About this task: In the BLAST bench-marking excerpt below, what configuration was used for the master node?

Page excerpt:
*** Block opens ***

Derek Caldwell - keeping track of documentation, final presentation, bench-marking, progress presentations in class, and attending class collaboration meetings.
Nasser Albalawi - contributed in creating VMs to test bench-marking and Creating” Master Machine”, created docker image for the master, having hands on makeflow and work queue attending class meeting, attending workshops, contributed with writing and presentation.
Asiedu Owusu-Kyereko - Contributed on making the docker container. Contributed with write-up, bench-marking, and presentation.
Special Thanks to John Xu, Sateesh Peri, and Team BLASTEasy.
For the following bench-marking portion, we had the entire team of 5 people run BLAST queries through our solution. Derek could not get an instance up and running in time, so he was considered to be the ‘outlier’, submitting jobs as a non-worker. This is why there is no core count next to his name in the graph. Nonetheless, Josh was able to start up two Ubuntu instances (4 core each) and satisfy the fifth worker requirement.
For the first nucleotide bench-marking, we took the random generator and had it create sequences from 1000- 500000 sequences long. What we found in the beginning was expected; the smaller the queries the quicker the times. We ended up not being able to break the solution or crash the browser; everything ran fine for the nucleotide sequences. This was not the case with the protein sequences.
For all benchmarks (nucleotide and protein) there were Three x 4 Core VMs and Two x 8 Core VMs as dedicated workers (28 threads) with a 2 Core VM set as the master node.
Times are in seconds and for simultaneous randomly generated (non-similar) runs. Times are for the rendered results to appear on the end-user's screen, not backend server complete times.
For this benchmark we each used a simple stopwatch.

*** Block closes ***

Record excerpts:
*** Block opens ***

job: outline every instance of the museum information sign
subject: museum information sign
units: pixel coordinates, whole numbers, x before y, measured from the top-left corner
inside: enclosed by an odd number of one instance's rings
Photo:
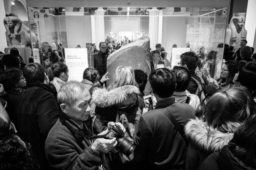
[[[178,63],[179,63],[180,61],[180,55],[186,52],[190,51],[190,48],[172,48],[172,51],[171,64],[172,64],[172,67],[173,68],[173,66],[178,66]]]
[[[87,49],[65,49],[66,64],[68,67],[68,81],[83,79],[84,70],[88,67]]]

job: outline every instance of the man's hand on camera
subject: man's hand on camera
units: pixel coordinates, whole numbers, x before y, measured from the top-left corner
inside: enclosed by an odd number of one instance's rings
[[[98,135],[106,135],[108,132],[108,130],[106,129],[99,133]],[[114,149],[117,145],[117,142],[116,141],[115,137],[111,140],[104,138],[97,138],[94,141],[91,147],[94,150],[100,152],[108,153]]]
[[[114,123],[112,121],[110,121],[108,122],[108,129],[110,129],[110,127],[111,127],[114,125],[115,124],[116,124],[116,125],[119,125],[119,126],[120,126],[121,129],[124,132],[124,133],[126,132],[126,131],[125,129],[125,128],[124,128],[124,126],[123,126],[123,125],[122,125],[122,123],[120,123],[120,122]]]

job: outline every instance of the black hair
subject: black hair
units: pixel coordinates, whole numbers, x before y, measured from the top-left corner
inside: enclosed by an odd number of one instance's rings
[[[134,70],[135,80],[139,86],[140,93],[143,94],[146,85],[148,82],[148,75],[147,73],[141,70]]]
[[[12,70],[0,74],[0,83],[3,84],[4,90],[8,91],[15,87],[22,75],[21,70]]]
[[[229,49],[230,51],[232,51],[234,49],[234,47],[233,47],[232,45],[230,45],[230,46],[229,46],[229,47],[228,47],[228,49]]]
[[[247,166],[256,169],[256,115],[247,120],[234,133],[228,147]]]
[[[191,75],[185,67],[174,66],[173,68],[176,76],[176,88],[178,91],[184,91],[188,88],[191,79]]]
[[[229,72],[229,76],[226,80],[225,82],[227,84],[232,84],[233,79],[235,74],[238,72],[240,69],[242,68],[241,64],[238,61],[234,61],[234,60],[228,60],[224,63],[228,66],[228,69]]]
[[[154,54],[158,54],[160,55],[160,52],[158,51],[157,50],[154,50],[152,51],[152,55],[153,55]]]
[[[256,90],[256,68],[250,66],[242,67],[236,81],[251,90]]]
[[[249,46],[245,46],[241,47],[240,55],[242,59],[251,58],[252,55],[252,49]]]
[[[68,70],[68,66],[62,63],[56,63],[47,68],[46,74],[50,81],[52,81],[54,77],[59,77],[62,72],[66,73]]]
[[[149,82],[153,92],[162,98],[172,96],[176,86],[174,73],[166,68],[158,68],[149,75]]]
[[[99,72],[97,70],[93,68],[88,67],[84,71],[83,79],[86,79],[94,83],[98,80],[100,76]]]
[[[3,64],[8,68],[20,69],[20,60],[15,55],[12,54],[4,55],[3,57],[2,61]]]
[[[159,48],[161,47],[161,44],[156,44],[156,48],[157,49],[158,48]]]
[[[189,70],[194,70],[200,62],[198,56],[192,51],[182,54],[180,58],[181,63],[187,65]]]
[[[45,72],[44,67],[36,63],[28,63],[23,68],[23,76],[28,85],[44,82]]]
[[[0,136],[0,169],[37,169],[31,153],[18,136],[8,133]]]

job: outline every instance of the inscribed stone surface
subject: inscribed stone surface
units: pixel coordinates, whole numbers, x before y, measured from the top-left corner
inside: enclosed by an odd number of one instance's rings
[[[150,73],[150,41],[148,36],[143,36],[138,41],[126,45],[108,56],[107,61],[108,76],[110,80],[108,84],[114,83],[116,69],[118,66],[130,66],[134,70],[140,69]],[[145,95],[150,91],[148,82],[145,89]]]

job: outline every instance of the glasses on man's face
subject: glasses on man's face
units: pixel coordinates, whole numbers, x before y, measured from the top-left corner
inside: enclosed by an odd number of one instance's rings
[[[185,64],[181,63],[178,63],[178,64],[179,65],[179,66],[181,66],[182,65],[185,65]]]
[[[222,68],[221,70],[222,71],[222,72],[224,72],[225,71],[229,71],[229,70],[225,70],[225,68]]]

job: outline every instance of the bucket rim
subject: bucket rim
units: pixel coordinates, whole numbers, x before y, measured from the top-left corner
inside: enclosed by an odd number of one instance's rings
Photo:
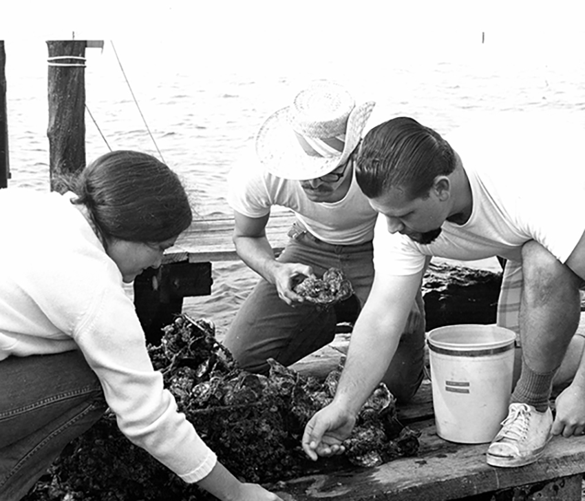
[[[470,331],[478,333],[480,331],[489,331],[491,334],[495,334],[499,338],[498,339],[490,339],[485,342],[476,342],[473,344],[469,342],[457,342],[451,340],[441,340],[440,338],[441,334],[450,333],[451,335],[454,331],[463,331],[468,334]],[[497,350],[499,351],[500,348],[504,348],[506,351],[513,347],[516,339],[515,333],[505,327],[499,327],[495,325],[490,324],[456,324],[455,325],[444,325],[440,327],[433,329],[427,333],[427,344],[429,345],[429,349],[435,351],[459,351],[459,352],[469,352],[469,351],[488,351],[491,350]]]

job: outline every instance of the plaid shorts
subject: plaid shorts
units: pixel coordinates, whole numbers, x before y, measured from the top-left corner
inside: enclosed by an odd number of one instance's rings
[[[520,346],[520,311],[522,287],[522,263],[506,261],[500,297],[498,299],[496,325],[516,333],[516,346]],[[585,281],[581,290],[585,289]]]

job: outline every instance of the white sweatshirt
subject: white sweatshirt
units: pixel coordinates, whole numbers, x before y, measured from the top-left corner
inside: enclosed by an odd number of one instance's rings
[[[80,349],[122,432],[188,482],[217,461],[154,371],[122,275],[70,198],[0,190],[0,363]]]

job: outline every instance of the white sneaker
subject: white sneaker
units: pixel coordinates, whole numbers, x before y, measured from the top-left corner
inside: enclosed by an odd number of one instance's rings
[[[521,467],[536,461],[551,440],[553,413],[538,412],[527,404],[511,404],[502,429],[487,449],[487,464]]]

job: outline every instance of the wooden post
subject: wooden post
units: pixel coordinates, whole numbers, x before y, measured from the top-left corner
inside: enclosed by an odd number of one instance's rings
[[[6,54],[4,41],[0,40],[0,188],[8,186],[10,178],[8,154],[8,114],[6,110]]]
[[[47,41],[49,49],[49,165],[51,190],[85,166],[85,48],[103,41]]]

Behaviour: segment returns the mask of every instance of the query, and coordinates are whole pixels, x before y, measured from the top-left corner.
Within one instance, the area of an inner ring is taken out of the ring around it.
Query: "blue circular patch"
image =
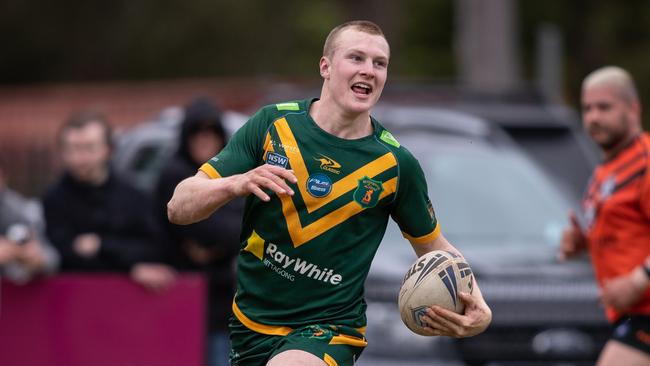
[[[316,173],[307,179],[307,192],[316,198],[325,197],[332,191],[332,180],[323,173]]]

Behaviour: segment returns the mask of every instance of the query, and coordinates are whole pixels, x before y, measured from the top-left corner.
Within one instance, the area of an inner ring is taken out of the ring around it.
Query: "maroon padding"
[[[206,283],[162,294],[119,274],[65,274],[0,287],[0,365],[199,366]]]

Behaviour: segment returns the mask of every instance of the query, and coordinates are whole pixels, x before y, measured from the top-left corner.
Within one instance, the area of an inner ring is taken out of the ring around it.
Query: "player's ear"
[[[320,76],[323,79],[329,79],[330,77],[330,60],[323,56],[318,62],[318,68],[320,69]]]

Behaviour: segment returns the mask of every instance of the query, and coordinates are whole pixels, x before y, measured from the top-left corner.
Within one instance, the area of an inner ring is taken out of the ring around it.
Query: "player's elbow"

*** Block closes ***

Answer for the task: A 2 Core VM.